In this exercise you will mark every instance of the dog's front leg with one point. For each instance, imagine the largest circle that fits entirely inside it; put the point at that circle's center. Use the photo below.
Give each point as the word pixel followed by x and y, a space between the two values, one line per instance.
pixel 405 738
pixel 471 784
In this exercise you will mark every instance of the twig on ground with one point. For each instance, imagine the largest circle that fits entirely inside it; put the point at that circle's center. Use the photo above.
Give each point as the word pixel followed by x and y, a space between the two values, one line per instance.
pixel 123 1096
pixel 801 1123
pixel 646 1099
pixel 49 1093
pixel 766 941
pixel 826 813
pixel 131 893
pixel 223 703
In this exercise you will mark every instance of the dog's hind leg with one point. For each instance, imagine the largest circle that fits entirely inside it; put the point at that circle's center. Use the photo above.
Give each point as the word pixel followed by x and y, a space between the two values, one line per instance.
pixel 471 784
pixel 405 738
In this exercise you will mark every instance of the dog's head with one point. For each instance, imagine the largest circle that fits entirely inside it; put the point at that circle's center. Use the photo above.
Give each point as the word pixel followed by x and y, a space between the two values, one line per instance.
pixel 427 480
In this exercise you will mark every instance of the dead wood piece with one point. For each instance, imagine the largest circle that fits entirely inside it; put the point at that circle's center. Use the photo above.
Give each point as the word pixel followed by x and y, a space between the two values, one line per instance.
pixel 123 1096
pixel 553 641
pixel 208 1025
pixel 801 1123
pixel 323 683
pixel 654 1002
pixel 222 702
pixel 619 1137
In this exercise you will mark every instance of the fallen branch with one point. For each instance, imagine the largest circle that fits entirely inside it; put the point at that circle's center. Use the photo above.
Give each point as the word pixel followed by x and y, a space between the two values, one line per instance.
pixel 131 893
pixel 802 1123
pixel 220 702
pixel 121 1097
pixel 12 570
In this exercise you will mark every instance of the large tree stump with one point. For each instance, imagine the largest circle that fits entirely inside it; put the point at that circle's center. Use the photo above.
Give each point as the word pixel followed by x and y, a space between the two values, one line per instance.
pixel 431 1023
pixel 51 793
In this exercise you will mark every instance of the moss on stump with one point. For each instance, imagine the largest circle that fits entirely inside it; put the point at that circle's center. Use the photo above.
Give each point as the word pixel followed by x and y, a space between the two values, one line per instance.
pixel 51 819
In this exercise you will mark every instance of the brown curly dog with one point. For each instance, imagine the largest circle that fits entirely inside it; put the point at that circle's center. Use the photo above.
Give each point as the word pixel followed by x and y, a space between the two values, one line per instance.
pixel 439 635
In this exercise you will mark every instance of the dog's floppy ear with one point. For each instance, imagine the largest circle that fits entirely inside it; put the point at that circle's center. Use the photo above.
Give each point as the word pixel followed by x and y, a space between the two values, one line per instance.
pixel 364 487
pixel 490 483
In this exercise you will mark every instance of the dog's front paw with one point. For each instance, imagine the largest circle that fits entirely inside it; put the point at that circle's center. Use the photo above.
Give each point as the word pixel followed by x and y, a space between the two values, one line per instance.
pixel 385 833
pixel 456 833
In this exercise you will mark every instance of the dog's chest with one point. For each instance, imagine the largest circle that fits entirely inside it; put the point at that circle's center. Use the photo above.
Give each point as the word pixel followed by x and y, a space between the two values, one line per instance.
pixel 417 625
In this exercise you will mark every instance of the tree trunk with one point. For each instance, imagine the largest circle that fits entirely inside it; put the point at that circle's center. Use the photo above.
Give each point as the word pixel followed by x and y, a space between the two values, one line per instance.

□ □ □ □ □ □ □

* **Activity**:
Reproduce the entries in full, exactly as written.

* **Your response**:
In this exercise you will mark every instance of the dog's front leg with one point. For each instance, imagine the largest circle that fits entirely inside it; put the point at that circle's center. Use the photo below.
Give each point as the word pixel followed by x and y, a space between the two values, one line per instance.
pixel 405 738
pixel 471 784
In this exercise you will mark every instance of the twig on ground with one point. For each instance, imagine the largest circle that fits entirely inside it; put the point at that circle's center. Use the photo above.
Give each point as the word pixel followed by x and y, a space between the two values, one line per instance.
pixel 123 1096
pixel 801 1123
pixel 646 1099
pixel 49 1093
pixel 766 941
pixel 826 813
pixel 131 893
pixel 223 703
In this exercise you will mark every instance of the dog's hind leg with one point. For each instance, imagine the largest circle that fits entirely inside it; put the point at that circle's center. Use the photo above.
Give each point as the word pixel followed by x and y, a space between the two values, one line per instance.
pixel 471 784
pixel 405 738
In this exercise you will mark every instance of the dog's head with one point. For each instance, imagine the largest circle that fits entirely inside it; put the point at that circle's center. Use the photo above.
Give each point as the word pixel followed by x and y, a space between the two values, one line per instance.
pixel 427 480
In this exercise you will mark every instance of the dead wood piece with one point. For each instance, imagine the largest circle that fits entirely inside it; put the point at that circle's center. Use the photo above.
Give each point as the word pixel followed by x and y, a space between the two values, one line per instance.
pixel 123 1096
pixel 553 641
pixel 208 1025
pixel 801 1123
pixel 323 683
pixel 654 1002
pixel 222 702
pixel 619 1137
In this exercise you will mark every instance of the fallen branch with one point. For each instance, imagine the largest circle that fits entirely inside it; put the point at that circle's center. Use the photo above.
Give each point as the word pixel followed by x and y, a space between the two values, one line per instance.
pixel 131 893
pixel 802 1123
pixel 220 702
pixel 121 1097
pixel 12 570
In this exercise you will mark every instance of the large tree stump with one point. For each instance, imagine the largest circle that fits entirely inside it; put the point at that circle's center. Use the photo above.
Give each point as the word pixel followed by x and y, a space between the two values, one line per instance.
pixel 431 1023
pixel 51 793
In this exercise you will mark every instance of the moss on stump with one point. For each instance, imagine the largest circle that fits entirely inside it; put the point at that circle's center. Use the photo above.
Give each point as the word pixel followed by x and y, a space between the two values, one line per instance.
pixel 51 819
In this exercise you will mark every instance of the brown curly dog with one point. For each instance, imagine the largest circle that fits entirely inside it; put the point at that circle's center. Use the photo above.
Give each point as the word pixel followed by x and y, a space between the two values, one line per instance.
pixel 439 635
In this exercise you will mark every instance of the dog's floppy ear with one point. For each instance, imagine the largest circle that fits entirely inside it; put the point at that circle's center. Use the photo above.
Give each point as the word pixel followed by x and y, a space between the two values, one line per instance.
pixel 364 487
pixel 490 483
In this exercise you will mark every instance of the dog's front paw with one point. For each instance, imagine the largest circle that fits entirely inside it; put the point at that circle's center. Use the photo above.
Give each point as the word pixel followed by x and y, a space between the two values, one line per instance.
pixel 385 833
pixel 456 833
In this exercise you will mark every instance of the dog's chest with one point. For each instance, imagine the largest circle that fits entirely inside it; put the point at that circle's center. Use the photo above.
Give each point as the word pixel followed by x and y, a space between the two values, one line per instance.
pixel 417 625
In this exercise you will mark every instance of the tree trunk with one point. For each instance, imagine the largest circle that fits entirely inside it; put the point at that circle's center. Use the photo above.
Give each point as the word pixel followed by x and y, a space between the two values, one line per instance.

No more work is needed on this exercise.